TEXT ZUR ANALYSE:
____

Ein interessantes Interview zum freien Willen in der Süddeutschen:
Dass es keinen freien Willen im klassischen Sinn gibt, heißt ja noch lange nicht, dass unser Gehirn so vorhersagbar ist wie ein Räderwerk. Auch die betreffenden Neurobiologen lassen etwas Freiheit und Raum für Kreativität. Nein, ich denke, das Einzige, wogegen sie zu Recht Sturm laufen, ist die dualistische Idee, derzufolge es einen von der Materie losgelösten Geist gibt, der Entscheidungen treffen kann. (…)
Die Physik weiß seit hundert Jahren, dass die Welt nicht streng deterministisch ist. In jedem System gibt es ein Hintergrundrauschen, teils durch Quanteneffekte bedingt, immer aber auch durch die thermische Bewegung. Das macht es prinzipiell unmöglich, den Lauf der Welt exakt vorauszuberechnen. Wir glauben nun, in unseren Versuchen Hinweise gefunden zu haben, dass das Gehirn dieses Hintergrundrauschen nutzt und je nach Bedarf verstärken kann. Wie das funktioniert, wissen wir bisher nicht, aber ich stelle es mir im Prinzip als eine Art Zufallsgenerator mit regelbarem Verstärker vor.(…)

____

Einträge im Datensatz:
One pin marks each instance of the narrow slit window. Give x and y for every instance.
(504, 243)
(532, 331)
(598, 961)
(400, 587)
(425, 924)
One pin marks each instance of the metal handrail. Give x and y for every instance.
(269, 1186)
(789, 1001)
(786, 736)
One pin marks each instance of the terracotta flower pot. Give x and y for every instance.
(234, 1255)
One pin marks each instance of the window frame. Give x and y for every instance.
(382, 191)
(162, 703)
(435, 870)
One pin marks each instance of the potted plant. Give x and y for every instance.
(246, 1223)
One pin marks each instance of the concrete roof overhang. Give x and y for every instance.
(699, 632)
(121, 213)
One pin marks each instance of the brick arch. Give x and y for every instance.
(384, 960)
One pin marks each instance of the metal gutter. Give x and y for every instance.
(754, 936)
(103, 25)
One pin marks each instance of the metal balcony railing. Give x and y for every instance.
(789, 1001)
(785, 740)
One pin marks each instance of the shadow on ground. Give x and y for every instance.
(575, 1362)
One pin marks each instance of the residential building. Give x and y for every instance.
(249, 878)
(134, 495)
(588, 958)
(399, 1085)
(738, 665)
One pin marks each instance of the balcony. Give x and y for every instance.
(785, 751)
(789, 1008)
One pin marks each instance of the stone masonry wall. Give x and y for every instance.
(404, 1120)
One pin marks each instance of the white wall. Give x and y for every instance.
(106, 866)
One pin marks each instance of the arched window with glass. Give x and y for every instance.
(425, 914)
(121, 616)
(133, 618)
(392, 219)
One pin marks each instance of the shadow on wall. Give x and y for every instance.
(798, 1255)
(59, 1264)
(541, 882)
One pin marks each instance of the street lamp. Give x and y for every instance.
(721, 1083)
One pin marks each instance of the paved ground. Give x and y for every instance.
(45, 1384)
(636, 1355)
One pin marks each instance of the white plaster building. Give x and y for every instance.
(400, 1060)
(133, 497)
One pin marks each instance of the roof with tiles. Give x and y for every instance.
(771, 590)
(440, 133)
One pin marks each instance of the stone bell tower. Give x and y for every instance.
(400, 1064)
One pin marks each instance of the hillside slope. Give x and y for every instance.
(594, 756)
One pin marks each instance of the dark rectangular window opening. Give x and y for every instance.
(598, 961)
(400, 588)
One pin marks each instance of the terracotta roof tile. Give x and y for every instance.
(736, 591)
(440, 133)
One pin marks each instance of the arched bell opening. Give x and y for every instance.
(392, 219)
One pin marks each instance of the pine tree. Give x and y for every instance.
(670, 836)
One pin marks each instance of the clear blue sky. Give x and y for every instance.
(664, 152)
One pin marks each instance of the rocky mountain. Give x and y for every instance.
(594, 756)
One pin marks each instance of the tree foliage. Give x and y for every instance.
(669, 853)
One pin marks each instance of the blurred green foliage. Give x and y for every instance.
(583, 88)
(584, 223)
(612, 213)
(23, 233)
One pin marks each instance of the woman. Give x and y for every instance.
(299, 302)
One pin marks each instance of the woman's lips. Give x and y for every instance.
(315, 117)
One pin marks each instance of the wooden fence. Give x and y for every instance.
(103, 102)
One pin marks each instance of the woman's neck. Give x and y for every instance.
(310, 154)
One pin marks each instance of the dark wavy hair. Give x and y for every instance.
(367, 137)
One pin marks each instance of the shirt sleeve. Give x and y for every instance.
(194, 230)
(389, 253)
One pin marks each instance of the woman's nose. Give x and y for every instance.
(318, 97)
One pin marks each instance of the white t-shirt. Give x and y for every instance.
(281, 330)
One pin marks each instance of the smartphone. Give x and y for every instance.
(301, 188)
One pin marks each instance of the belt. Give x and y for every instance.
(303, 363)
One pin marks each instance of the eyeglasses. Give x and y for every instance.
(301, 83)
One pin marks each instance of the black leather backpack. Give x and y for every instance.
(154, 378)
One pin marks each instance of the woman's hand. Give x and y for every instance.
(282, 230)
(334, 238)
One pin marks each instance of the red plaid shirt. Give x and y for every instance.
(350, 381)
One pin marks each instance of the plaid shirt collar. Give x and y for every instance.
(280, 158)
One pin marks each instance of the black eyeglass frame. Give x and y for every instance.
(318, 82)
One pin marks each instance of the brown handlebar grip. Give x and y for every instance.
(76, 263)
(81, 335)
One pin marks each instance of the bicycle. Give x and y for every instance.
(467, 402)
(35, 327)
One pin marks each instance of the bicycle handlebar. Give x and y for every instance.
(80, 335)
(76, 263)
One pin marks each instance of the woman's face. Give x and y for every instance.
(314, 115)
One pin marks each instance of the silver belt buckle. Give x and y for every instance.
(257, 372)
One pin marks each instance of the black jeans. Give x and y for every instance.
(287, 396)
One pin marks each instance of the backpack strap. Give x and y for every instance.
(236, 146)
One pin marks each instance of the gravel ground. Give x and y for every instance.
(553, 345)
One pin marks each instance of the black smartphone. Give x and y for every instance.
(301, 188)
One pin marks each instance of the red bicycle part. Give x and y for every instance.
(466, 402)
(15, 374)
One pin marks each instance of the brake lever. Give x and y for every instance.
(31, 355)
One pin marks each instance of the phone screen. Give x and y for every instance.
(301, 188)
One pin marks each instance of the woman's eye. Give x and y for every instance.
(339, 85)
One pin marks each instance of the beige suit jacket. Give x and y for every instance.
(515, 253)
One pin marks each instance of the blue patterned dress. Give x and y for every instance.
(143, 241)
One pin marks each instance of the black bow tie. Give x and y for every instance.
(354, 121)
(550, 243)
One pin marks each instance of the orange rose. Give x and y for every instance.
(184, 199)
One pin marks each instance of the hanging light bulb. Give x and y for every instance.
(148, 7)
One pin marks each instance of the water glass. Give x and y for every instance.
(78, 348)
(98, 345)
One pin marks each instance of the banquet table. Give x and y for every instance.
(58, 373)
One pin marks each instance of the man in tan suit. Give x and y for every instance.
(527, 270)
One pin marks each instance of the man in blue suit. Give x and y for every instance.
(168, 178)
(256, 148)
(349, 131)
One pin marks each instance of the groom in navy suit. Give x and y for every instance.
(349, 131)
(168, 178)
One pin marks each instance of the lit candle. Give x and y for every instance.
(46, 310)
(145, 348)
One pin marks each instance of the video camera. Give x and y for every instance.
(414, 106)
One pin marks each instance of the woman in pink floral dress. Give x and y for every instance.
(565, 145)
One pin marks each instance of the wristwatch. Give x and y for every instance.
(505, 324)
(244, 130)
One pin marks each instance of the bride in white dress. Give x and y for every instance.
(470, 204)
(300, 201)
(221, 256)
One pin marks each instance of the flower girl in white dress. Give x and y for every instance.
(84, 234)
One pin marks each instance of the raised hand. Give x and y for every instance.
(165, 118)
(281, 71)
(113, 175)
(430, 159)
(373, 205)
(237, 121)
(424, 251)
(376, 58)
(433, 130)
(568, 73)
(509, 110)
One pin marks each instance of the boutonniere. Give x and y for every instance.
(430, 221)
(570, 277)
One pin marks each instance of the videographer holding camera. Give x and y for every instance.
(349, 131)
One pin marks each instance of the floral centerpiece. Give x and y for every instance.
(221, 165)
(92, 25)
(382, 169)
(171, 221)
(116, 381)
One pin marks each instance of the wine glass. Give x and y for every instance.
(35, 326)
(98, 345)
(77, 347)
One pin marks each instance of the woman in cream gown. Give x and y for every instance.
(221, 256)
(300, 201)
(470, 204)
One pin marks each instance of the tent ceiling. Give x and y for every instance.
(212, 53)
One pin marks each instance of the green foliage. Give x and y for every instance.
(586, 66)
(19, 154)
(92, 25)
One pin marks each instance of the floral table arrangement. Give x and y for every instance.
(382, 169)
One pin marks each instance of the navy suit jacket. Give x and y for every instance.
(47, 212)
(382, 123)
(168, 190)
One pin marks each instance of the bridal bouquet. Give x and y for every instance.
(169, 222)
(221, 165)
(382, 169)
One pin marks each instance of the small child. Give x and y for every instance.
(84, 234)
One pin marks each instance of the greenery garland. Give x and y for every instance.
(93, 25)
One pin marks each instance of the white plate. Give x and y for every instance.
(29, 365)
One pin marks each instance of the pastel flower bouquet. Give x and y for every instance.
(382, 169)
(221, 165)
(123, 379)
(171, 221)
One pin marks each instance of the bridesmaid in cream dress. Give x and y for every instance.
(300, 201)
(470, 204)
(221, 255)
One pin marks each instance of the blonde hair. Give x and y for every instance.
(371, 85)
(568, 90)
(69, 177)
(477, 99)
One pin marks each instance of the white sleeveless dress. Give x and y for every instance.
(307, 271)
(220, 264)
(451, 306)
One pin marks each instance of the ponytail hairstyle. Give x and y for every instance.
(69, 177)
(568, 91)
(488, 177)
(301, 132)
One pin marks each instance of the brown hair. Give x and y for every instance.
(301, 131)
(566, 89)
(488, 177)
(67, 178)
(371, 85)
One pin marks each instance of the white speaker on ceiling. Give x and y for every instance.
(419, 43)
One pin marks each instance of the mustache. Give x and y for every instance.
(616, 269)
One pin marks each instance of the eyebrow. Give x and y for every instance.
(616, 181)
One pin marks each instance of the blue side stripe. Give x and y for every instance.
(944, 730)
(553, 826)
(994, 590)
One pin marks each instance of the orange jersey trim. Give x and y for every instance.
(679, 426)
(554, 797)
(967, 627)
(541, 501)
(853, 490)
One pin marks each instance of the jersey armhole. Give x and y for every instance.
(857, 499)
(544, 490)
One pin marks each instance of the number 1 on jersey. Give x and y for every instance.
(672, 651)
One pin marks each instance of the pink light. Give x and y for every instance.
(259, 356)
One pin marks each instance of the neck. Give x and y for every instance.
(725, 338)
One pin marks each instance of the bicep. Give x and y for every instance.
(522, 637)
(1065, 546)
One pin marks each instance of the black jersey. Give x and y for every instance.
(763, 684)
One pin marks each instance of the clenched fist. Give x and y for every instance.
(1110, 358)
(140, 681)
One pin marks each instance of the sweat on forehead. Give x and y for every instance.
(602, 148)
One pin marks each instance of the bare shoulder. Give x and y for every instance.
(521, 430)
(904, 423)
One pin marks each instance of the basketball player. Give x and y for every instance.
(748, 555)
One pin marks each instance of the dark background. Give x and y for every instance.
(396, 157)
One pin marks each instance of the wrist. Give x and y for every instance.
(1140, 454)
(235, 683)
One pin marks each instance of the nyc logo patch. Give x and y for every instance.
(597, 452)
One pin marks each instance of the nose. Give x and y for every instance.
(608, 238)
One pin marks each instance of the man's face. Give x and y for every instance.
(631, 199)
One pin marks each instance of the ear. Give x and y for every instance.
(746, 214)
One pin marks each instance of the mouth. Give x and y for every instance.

____

ZU BEANTWORTENDE FRAGEN:
1/ Wodurch ist laut dem Interviewtext zum freien Willen das Hintergrundrauschen in jedem System bedingt?
2/ Geben Sie aus dem Interviewtext zum freien Willen den Abschnitt zwischen „Ein interessantes Interview“ und „treffen kann. (…)“ einschließlich wörtlich wieder.
3/ Führen Sie den Interviewtext über den freien Willen und das Gehirn im Anschluss an seinen letzten Satz weiter.
Die Daten stammen aus einer anderen Quelle.

LÖSUNGEN ZUR ÜBUNG:
1/ Teils durch Quanteneffekte, immer aber auch durch die thermische Bewegung.

2/
Ein interessantes Interview zum freien Willen in der Süddeutschen:
Dass es keinen freien Willen im klassischen Sinn gibt, heißt ja noch lange nicht, dass unser Gehirn so vorhersagbar ist wie ein Räderwerk. Auch die betreffenden Neurobiologen lassen etwas Freiheit und Raum für Kreativität. Nein, ich denke, das Einzige, wogegen sie zu Recht Sturm laufen, ist die dualistische Idee, derzufolge es einen von der Materie losgelösten Geist gibt, der Entscheidungen treffen kann. (…)

3/
Zum Zufallsgenerator kommt eine Selektionsebene hinzu. Entscheidung wäre dann ein zweistufiger Prozess: Erst werden Verhaltensoptionen generiert, dann wird mit Hilfe des Willens eine Auswahl getroffen.(…)
Studien zeigen, dass auch viele menschliche Entscheidungen hinterher vom Bewusstsein rationalisiert werden. Da wir nicht wissen, wie das Bewusstsein funktioniert, können wir auch nicht wirklich sagen, welchen Einfluss es hat. Klar ist nur, dass manches schon wegen der Laufzeiten bestimmter Nervensignale längst entschieden ist, bevor das Bewusstsein eingreifen kann. Aber hier wird nun noch mal der Unterschied von meinem Begriff und dem landläufigen Verständnis deutlich: Freier Wille nach meiner Definition ist unabhängig vom Bewusstsein!(…)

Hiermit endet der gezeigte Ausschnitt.